Content starts

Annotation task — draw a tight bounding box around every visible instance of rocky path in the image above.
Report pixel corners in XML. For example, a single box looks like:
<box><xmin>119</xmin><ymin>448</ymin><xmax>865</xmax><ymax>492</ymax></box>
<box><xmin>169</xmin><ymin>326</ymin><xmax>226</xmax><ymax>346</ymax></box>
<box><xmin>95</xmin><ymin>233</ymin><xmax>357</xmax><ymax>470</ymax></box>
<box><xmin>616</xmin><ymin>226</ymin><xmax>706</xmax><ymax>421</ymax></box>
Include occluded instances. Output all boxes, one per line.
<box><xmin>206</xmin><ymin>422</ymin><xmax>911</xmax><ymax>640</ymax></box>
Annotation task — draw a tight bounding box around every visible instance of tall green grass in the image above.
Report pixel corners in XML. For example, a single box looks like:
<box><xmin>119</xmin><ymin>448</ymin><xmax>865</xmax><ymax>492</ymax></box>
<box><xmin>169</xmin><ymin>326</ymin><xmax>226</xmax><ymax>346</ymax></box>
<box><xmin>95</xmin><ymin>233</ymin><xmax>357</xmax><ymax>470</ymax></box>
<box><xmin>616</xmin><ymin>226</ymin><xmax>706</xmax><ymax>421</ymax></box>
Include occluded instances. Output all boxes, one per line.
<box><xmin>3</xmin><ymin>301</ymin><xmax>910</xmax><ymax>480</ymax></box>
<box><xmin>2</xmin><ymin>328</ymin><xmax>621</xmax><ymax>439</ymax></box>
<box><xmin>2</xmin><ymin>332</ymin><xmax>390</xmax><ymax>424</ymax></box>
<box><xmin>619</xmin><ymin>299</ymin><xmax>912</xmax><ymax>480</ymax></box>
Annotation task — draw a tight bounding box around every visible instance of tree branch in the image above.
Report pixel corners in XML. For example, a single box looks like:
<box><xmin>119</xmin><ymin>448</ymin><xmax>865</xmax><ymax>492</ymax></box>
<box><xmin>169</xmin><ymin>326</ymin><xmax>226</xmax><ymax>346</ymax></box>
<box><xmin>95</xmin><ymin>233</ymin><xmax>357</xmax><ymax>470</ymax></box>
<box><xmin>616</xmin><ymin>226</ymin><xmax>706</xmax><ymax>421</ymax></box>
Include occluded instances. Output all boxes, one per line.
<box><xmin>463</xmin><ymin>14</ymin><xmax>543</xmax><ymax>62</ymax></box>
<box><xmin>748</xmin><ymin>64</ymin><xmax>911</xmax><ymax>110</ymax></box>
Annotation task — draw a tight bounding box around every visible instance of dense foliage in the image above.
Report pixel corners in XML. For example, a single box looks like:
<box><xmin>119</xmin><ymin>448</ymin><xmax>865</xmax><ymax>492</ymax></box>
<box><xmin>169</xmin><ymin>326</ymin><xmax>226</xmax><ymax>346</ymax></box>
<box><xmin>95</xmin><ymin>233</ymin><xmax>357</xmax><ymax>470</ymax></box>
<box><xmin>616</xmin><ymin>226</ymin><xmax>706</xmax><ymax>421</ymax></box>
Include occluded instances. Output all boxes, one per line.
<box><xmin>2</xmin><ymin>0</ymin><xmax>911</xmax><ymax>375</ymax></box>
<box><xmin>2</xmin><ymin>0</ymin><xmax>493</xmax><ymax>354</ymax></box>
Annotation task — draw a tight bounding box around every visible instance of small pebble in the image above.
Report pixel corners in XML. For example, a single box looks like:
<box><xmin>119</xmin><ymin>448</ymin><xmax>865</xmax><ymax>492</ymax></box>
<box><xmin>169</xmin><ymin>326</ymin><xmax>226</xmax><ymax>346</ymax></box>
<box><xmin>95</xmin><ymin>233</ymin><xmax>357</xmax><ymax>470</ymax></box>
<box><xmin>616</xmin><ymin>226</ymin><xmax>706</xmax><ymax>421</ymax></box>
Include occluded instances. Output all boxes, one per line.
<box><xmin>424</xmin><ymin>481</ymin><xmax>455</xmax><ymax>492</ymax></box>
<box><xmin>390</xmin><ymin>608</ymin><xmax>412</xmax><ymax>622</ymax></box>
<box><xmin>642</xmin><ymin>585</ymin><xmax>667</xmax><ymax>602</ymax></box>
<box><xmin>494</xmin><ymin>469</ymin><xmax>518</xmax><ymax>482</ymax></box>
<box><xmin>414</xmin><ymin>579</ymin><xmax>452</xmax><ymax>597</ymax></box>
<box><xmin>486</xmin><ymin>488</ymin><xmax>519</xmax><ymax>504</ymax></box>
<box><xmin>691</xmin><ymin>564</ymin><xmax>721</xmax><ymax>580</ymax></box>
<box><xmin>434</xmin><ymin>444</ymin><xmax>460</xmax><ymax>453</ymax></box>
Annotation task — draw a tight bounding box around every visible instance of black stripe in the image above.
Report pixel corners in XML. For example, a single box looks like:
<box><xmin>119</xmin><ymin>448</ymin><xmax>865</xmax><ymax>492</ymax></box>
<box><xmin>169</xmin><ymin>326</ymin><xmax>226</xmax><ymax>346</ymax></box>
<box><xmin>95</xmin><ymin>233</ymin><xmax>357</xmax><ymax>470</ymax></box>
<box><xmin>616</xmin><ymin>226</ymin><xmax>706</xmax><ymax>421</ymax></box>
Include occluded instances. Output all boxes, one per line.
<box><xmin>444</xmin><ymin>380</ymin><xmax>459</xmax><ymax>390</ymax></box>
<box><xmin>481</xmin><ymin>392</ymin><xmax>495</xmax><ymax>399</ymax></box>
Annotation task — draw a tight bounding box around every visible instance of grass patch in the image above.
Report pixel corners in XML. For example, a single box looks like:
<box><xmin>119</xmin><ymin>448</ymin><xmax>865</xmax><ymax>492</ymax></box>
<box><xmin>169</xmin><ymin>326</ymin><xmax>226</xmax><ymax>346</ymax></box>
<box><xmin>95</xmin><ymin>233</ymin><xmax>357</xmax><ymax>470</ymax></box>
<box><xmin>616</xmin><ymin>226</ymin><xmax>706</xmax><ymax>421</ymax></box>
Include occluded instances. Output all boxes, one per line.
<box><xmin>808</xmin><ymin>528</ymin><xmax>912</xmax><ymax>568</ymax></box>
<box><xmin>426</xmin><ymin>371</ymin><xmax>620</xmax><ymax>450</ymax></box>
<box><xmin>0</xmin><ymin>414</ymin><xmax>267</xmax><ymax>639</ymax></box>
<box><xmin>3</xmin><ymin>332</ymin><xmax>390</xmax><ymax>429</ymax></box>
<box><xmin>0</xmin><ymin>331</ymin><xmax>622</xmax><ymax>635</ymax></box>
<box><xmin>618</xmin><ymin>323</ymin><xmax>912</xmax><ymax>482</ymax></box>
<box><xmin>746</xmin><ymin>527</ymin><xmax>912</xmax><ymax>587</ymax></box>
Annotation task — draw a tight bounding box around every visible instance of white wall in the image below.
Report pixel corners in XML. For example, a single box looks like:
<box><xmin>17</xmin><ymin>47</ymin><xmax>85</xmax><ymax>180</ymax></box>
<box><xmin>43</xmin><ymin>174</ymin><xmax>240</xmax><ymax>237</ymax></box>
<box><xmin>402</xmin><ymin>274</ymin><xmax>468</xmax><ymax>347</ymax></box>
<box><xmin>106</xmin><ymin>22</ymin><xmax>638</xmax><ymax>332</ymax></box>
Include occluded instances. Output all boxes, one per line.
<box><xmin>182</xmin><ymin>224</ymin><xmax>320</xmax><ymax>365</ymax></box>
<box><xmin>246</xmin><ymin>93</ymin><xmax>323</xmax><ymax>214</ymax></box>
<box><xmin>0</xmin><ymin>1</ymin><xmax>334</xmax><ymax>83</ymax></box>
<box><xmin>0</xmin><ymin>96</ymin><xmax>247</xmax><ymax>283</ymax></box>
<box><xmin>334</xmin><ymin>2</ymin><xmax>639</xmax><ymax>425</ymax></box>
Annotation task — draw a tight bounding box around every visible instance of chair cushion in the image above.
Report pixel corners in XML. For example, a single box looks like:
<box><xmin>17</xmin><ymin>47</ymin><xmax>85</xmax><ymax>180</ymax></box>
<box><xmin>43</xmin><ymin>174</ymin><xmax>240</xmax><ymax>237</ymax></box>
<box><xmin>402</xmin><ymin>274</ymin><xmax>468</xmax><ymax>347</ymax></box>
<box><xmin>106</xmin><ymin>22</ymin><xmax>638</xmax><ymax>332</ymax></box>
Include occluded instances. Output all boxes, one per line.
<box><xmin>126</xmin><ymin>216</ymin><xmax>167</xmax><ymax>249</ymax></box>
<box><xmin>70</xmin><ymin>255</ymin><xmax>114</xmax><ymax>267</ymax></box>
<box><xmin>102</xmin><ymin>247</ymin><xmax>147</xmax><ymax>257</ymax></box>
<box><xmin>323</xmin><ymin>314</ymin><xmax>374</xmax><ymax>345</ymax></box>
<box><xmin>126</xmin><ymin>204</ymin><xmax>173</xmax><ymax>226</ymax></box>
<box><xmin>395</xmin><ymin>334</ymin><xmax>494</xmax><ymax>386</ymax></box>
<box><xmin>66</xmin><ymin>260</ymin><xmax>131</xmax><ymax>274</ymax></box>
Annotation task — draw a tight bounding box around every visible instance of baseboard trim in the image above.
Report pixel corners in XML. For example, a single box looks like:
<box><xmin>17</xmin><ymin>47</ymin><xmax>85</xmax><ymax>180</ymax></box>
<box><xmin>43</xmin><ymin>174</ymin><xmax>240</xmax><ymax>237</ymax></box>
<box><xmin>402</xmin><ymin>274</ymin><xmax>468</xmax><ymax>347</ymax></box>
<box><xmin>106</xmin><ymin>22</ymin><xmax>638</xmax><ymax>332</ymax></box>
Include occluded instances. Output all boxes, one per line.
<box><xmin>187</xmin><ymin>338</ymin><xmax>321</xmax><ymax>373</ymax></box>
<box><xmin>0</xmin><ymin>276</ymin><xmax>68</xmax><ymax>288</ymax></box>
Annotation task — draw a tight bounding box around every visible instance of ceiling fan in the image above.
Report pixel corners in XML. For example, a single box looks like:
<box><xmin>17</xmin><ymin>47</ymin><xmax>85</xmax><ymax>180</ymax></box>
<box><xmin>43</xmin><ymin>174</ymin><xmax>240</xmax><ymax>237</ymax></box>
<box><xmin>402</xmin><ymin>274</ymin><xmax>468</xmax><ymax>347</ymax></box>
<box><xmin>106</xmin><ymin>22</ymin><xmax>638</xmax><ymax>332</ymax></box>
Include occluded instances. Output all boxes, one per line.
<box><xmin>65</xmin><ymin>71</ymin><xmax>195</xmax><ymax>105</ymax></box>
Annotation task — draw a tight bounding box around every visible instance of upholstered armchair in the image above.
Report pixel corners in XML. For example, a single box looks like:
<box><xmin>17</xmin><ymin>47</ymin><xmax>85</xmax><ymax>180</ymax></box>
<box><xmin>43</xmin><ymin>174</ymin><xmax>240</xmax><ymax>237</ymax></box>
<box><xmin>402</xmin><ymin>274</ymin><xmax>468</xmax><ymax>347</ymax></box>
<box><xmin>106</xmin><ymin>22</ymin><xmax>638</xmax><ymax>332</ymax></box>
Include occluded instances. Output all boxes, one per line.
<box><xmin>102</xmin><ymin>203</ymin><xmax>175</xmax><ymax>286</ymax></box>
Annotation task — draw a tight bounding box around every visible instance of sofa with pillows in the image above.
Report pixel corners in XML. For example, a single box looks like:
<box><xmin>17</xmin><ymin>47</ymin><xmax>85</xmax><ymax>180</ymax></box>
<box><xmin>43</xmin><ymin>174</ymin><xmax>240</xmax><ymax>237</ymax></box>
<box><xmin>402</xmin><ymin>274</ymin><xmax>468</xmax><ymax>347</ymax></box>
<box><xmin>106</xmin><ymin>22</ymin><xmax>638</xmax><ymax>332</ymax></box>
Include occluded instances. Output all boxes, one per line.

Content ends

If a line above holds the string "grass", copy it out.

Result
Annotation task — draw a tight bounding box around every visible instance of tall green grass in the image above.
Annotation task — draw a tight bounding box around every visible instance of grass patch in the image above.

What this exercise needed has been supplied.